*Document text*
Day 7: 5.12.19
Today we visited the Cu Chi Tunnel System, which were used by Viet Cong soldiers for protection. The tunnels were a tight fit; to get in, you had to put your hands up, which wasn’t a problem because that was how you put the cover back to camoflauge the entrance. For me it took a lot of trust, because even though I had seen my friends go in and come out before I attempted the feat, I couldn’t see where I was supposed to put my feet, so I had to feel around and trust that I would accomplish a stable landing on the ground and not just tumble into the tunnel. Once you were in the tunnel, you had to crouch to move along and it was dimly lit, so if a person was in front of you blocking the next lantern, it was pitch black. That was the most uncomfortable part for me because I wasn’t able to see if there were any creepy crawlies coming my way. It was a unique experience for sure and despite exploring the different parts of the tunnel system (a medical room, a military weapon storage room, a room with a table for eating, and a well room), I can’t imagine what it was like to live in them. Each time, I was ready to get out of them only a few seconds after I had entered. As far as the logistics of the tunnels, I found the structural integrity of the system to be impressive for something that had been created using only a small bent shovel and a woven basket to move dirt.

*Material shown*

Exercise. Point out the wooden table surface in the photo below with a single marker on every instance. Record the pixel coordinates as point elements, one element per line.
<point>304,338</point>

---

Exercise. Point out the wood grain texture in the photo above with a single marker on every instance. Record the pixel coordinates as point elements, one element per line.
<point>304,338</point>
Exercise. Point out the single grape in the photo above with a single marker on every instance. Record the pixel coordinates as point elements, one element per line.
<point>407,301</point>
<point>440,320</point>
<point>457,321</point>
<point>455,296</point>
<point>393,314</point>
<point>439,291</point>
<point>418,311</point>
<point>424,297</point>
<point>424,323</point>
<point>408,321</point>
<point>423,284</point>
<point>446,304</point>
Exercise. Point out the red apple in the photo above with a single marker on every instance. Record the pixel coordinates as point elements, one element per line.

*Task A*
In the Cu Chi Tunnels entry, what tools does the writer say were used to build the tunnel system?
*Task B*
Please list every part of the tunnel system that the Cu Chi Tunnels entry says the group explored.

*Task answer A*
A small bent shovel and a woven basket to move dirt.

*Task answer B*
- a medical room
- a military weapon storage room
- a room with a table for eating
- a well room